_TEXT EXTRACT_
#####
As you can see, I was almost constantly bombarded with things that very easily could have put me into a depression, or at the very least, loaded me down with the pressure of stress. Yet, as I drove home in Hubby's car with him riding in the tow truck behind me I still found myself feeling grateful and happy. The rain had turned into snow by that point and I could see it flying in the light of the car's headlights. The tow truck driver had notified us that the charge for the tow would be at least $200. I still had no idea of how much the actual repairs would cost.

So, how could I still feel happy?

Well, I just kept smiling and thanking the Lord that he had sent such a wonderful, caring man as my husband into my life: he had not hesitated to come to my aid when I called, he did not complain when he got there and the car actually started, and he still has not blinked or uttered one word about how much the whole thing is likely to cost. At one point I told him, "I'm sorry." He said, "It's not your fault. These things happen." 

Don't get me wrong- I know that we will still need to find the money to pay for all of this..... but I have no doubt that God will help us with that! It will probably be difficult to go without my car until I get it back from the garage; we all have busy schedules which often send us in different directions, but spending the commuting time with family is sure to be a blessing.

Proverbs 31, one of my go-to places for inspiration, posted this picture a while back:


And that is SURELY what I have tried to do this weekend!

Tuesday, March 25, 2014

Anticipation....

When I think of anticipation, it immediately brings to mind an image of my daughter in the weeks leading up to Christmas. The lights, decorations, packages, and music are almost too much for her. As we get nearer and nearer to the actual holiday her anticipation builds so much that she is usually begging, "Can't we open just one package?"

The first happiness trigger discussed in Valorie Burton's book is anticipation.

As I read that first chapter I felt like someone had been gazing into my inner being. Valorie discussed how important it is to have events that you look forward to. Well, I haven't had a lot of anticipation lately. I have been too busy just mulling through my daily routines: get up, shower, fix my lunch, take a few minutes to read the morning devotional, then head off to school. Instead of anticipation, I find myself dreading a lot of things: meetings, paperwork, work duties, house cleaning, even cooking supper at night. I spend a great deal of my time just checking things off from my mental to-do list.
#####
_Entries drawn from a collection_
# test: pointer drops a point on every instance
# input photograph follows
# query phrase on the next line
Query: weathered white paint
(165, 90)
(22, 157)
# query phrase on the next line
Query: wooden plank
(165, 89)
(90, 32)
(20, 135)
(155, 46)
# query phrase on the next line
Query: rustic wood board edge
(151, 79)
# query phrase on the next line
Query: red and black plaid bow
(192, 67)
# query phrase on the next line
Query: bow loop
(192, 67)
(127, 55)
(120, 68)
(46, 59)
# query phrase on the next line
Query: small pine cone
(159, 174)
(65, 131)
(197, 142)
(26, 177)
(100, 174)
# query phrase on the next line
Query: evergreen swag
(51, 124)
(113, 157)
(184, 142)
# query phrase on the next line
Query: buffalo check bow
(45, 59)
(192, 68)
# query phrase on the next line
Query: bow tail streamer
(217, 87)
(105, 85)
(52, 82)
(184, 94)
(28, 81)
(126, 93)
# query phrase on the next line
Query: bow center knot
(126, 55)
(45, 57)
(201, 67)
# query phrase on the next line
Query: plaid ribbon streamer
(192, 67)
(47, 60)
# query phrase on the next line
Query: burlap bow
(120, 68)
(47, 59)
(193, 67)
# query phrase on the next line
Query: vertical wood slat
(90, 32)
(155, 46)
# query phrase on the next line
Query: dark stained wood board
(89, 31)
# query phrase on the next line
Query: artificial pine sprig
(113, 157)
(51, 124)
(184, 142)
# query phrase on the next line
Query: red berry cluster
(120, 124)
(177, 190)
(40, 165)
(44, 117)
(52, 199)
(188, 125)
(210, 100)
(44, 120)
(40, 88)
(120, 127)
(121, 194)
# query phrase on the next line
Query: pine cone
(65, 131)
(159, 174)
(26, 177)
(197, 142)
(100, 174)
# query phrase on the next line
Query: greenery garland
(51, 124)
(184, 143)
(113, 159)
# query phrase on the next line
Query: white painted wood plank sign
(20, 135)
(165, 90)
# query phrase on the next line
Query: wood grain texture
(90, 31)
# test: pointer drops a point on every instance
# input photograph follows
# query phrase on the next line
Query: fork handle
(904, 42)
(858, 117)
#####
_PROBLEMS_
- A) In the blog excerpt, what did the tow truck driver say the tow would cost at minimum?
- B) Please transcribe the blog excerpt starting with "As I read that" and going on through "mental to-do list.".
- C) Why does the writer of the blog excerpt expect that being without her car could still turn out to be a blessing?
Nothing in the rows is needed for these tasks.

_PER-TASK ANSWERS_
- A) At least $200.

- B)
As I read that first chapter I felt like someone had been gazing into my inner being. Valorie discussed how important it is to have events that you look forward to. Well, I haven't had a lot of anticipation lately. I have been too busy just mulling through my daily routines: get up, shower, fix my lunch, take a few minutes to read the morning devotional, then head off to school. Instead of anticipation, I find myself dreading a lot of things: meetings, paperwork, work duties, house cleaning, even cooking supper at night. I spend a great deal of my time just checking things off from my mental to-do list.

- C) With the car in the garage, the family will share commuting time. She is sure that time spent together will be a blessing, even though it will probably be difficult with everyone's busy schedules.